● Task objective:
Copy out all of the data word for word. Omit every picture.

● Data section:
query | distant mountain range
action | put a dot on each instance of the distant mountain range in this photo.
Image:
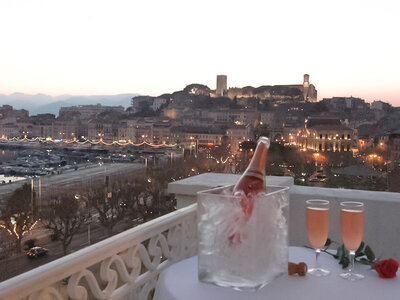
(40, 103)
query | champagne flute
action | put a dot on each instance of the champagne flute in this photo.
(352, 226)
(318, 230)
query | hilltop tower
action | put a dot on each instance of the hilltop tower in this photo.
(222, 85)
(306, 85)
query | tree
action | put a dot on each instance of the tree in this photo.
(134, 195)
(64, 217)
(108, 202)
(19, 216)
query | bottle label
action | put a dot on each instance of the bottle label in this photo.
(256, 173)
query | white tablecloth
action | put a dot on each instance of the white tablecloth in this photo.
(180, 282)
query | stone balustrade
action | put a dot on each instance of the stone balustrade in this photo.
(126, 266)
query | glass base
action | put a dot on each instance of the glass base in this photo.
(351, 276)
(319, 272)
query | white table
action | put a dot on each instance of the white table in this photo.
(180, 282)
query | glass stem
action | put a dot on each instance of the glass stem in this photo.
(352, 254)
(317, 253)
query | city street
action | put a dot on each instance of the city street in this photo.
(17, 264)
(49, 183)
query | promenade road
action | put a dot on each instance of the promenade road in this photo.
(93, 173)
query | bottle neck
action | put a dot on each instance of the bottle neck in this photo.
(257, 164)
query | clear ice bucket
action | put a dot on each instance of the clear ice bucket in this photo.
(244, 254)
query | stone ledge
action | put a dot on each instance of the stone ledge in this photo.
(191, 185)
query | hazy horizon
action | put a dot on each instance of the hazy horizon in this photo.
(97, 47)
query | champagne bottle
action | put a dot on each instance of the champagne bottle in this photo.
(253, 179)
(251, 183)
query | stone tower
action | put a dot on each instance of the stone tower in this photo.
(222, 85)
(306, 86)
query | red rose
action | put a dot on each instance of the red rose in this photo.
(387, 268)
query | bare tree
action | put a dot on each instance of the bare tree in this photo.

● Answer for the task:
query | distant mountain range
action | put a dot on each instance of the distant mountain range in this photo.
Image:
(40, 103)
query | champagne flute
action | put a dot on each instance of the champagne flute in this photo.
(352, 226)
(318, 230)
query | hilltop tower
action | put a dot on each instance of the hilltop tower in this photo.
(222, 85)
(306, 85)
query | tree
action | put a dot on each instance of the tree in this photo.
(134, 195)
(64, 217)
(108, 202)
(19, 216)
query | bottle label
action | put a dot on each instance of the bottle label in this photo.
(256, 173)
query | white tablecloth
action | put a dot on each instance of the white tablecloth in this photo.
(180, 282)
query | stone balustrade
action | put a dot on each instance of the stone balustrade in this photo.
(126, 266)
query | glass base
action | put a dot on each instance of the glass base in this photo.
(351, 276)
(319, 272)
query | white table
action | put a dot on each instance of the white table in this photo.
(180, 282)
query | glass stem
action | put a dot on each instance of the glass stem in this photo.
(352, 254)
(317, 253)
query | city street
action | put a dot on each instance of the city street in this photo.
(17, 264)
(49, 183)
query | promenade road
action | put a dot on each instance of the promenade road in this photo.
(93, 173)
query | bottle neck
action | put a dot on each instance of the bottle neck in this photo.
(257, 164)
query | clear ice bucket
action | put a dot on each instance of the clear ice bucket in this photo.
(244, 254)
query | stone ledge
action | put a dot on each instance of the stone ledge in this photo.
(191, 185)
query | hazy horizon
action | put a dot on each instance of the hazy horizon in this photo.
(97, 47)
query | champagne bottle
action | put a dot on each instance of the champagne bottle in this photo.
(253, 179)
(251, 183)
query | stone tower
action | put a dot on each instance of the stone tower in this photo.
(222, 85)
(306, 86)
query | red rose
action | put a dot on each instance of the red rose in this photo.
(387, 268)
query | bare tree
action | put a dot on each instance of the bare tree in this photo.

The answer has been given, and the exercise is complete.